Exercise objective — Reproduce the records below from the line containing "Point out tiled" through the end of the records, both ends included. Keep every request unchanged, and rescale each box coordinate in the answers by multiplying it by 2.1 and rounding to a whole number, with halves rounded up.

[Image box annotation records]
>> BEGIN

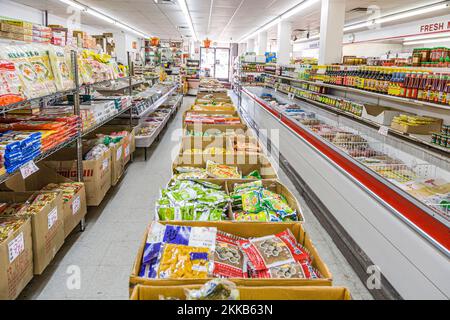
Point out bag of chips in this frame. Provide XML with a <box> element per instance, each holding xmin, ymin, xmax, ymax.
<box><xmin>238</xmin><ymin>229</ymin><xmax>310</xmax><ymax>271</ymax></box>
<box><xmin>213</xmin><ymin>231</ymin><xmax>247</xmax><ymax>278</ymax></box>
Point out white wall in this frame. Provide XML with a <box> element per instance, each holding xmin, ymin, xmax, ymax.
<box><xmin>342</xmin><ymin>43</ymin><xmax>403</xmax><ymax>57</ymax></box>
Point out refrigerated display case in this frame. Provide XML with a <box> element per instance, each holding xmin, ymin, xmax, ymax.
<box><xmin>239</xmin><ymin>87</ymin><xmax>450</xmax><ymax>299</ymax></box>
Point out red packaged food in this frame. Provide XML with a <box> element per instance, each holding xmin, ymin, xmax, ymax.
<box><xmin>238</xmin><ymin>229</ymin><xmax>310</xmax><ymax>271</ymax></box>
<box><xmin>213</xmin><ymin>231</ymin><xmax>247</xmax><ymax>278</ymax></box>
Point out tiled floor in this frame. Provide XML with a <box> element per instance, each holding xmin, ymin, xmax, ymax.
<box><xmin>20</xmin><ymin>98</ymin><xmax>371</xmax><ymax>299</ymax></box>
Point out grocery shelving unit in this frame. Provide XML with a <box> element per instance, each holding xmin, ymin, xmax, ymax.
<box><xmin>266</xmin><ymin>74</ymin><xmax>450</xmax><ymax>157</ymax></box>
<box><xmin>0</xmin><ymin>51</ymin><xmax>141</xmax><ymax>231</ymax></box>
<box><xmin>239</xmin><ymin>87</ymin><xmax>450</xmax><ymax>298</ymax></box>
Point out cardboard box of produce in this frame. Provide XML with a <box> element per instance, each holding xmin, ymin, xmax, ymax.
<box><xmin>183</xmin><ymin>124</ymin><xmax>253</xmax><ymax>136</ymax></box>
<box><xmin>130</xmin><ymin>285</ymin><xmax>352</xmax><ymax>300</ymax></box>
<box><xmin>45</xmin><ymin>149</ymin><xmax>112</xmax><ymax>206</ymax></box>
<box><xmin>361</xmin><ymin>104</ymin><xmax>400</xmax><ymax>126</ymax></box>
<box><xmin>226</xmin><ymin>179</ymin><xmax>305</xmax><ymax>221</ymax></box>
<box><xmin>5</xmin><ymin>164</ymin><xmax>87</xmax><ymax>238</ymax></box>
<box><xmin>130</xmin><ymin>221</ymin><xmax>333</xmax><ymax>294</ymax></box>
<box><xmin>172</xmin><ymin>153</ymin><xmax>278</xmax><ymax>179</ymax></box>
<box><xmin>182</xmin><ymin>110</ymin><xmax>242</xmax><ymax>123</ymax></box>
<box><xmin>0</xmin><ymin>218</ymin><xmax>33</xmax><ymax>300</ymax></box>
<box><xmin>0</xmin><ymin>191</ymin><xmax>64</xmax><ymax>275</ymax></box>
<box><xmin>391</xmin><ymin>117</ymin><xmax>442</xmax><ymax>135</ymax></box>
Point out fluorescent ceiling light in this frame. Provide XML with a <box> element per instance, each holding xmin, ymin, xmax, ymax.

>> END

Response —
Point out tiled floor in this frame. Provide XML with a <box> element per instance, each holding xmin, ymin, xmax, ymax.
<box><xmin>42</xmin><ymin>206</ymin><xmax>779</xmax><ymax>628</ymax></box>
Point out grocery shelving unit in this frame. Provide XML with a <box> element per instance, each holding xmin, ymin, xmax, ymax.
<box><xmin>559</xmin><ymin>155</ymin><xmax>945</xmax><ymax>330</ymax></box>
<box><xmin>0</xmin><ymin>107</ymin><xmax>296</xmax><ymax>485</ymax></box>
<box><xmin>502</xmin><ymin>183</ymin><xmax>945</xmax><ymax>626</ymax></box>
Point out cardboard box of produce in this frame. Provide XML with a <box> element per instance, each holding xmin, ymin, xmax, ymax.
<box><xmin>384</xmin><ymin>260</ymin><xmax>531</xmax><ymax>286</ymax></box>
<box><xmin>273</xmin><ymin>599</ymin><xmax>739</xmax><ymax>630</ymax></box>
<box><xmin>95</xmin><ymin>313</ymin><xmax>235</xmax><ymax>433</ymax></box>
<box><xmin>758</xmin><ymin>218</ymin><xmax>840</xmax><ymax>265</ymax></box>
<box><xmin>475</xmin><ymin>376</ymin><xmax>641</xmax><ymax>464</ymax></box>
<box><xmin>11</xmin><ymin>344</ymin><xmax>183</xmax><ymax>500</ymax></box>
<box><xmin>273</xmin><ymin>464</ymin><xmax>699</xmax><ymax>617</ymax></box>
<box><xmin>361</xmin><ymin>321</ymin><xmax>584</xmax><ymax>376</ymax></box>
<box><xmin>382</xmin><ymin>231</ymin><xmax>508</xmax><ymax>258</ymax></box>
<box><xmin>0</xmin><ymin>458</ymin><xmax>69</xmax><ymax>630</ymax></box>
<box><xmin>0</xmin><ymin>401</ymin><xmax>134</xmax><ymax>578</ymax></box>
<box><xmin>821</xmin><ymin>246</ymin><xmax>928</xmax><ymax>284</ymax></box>
Point out fluorescent ceiling light in this frame. Provide XML with a <box> element per instance, each holding xmin, ymin, xmax, ymax.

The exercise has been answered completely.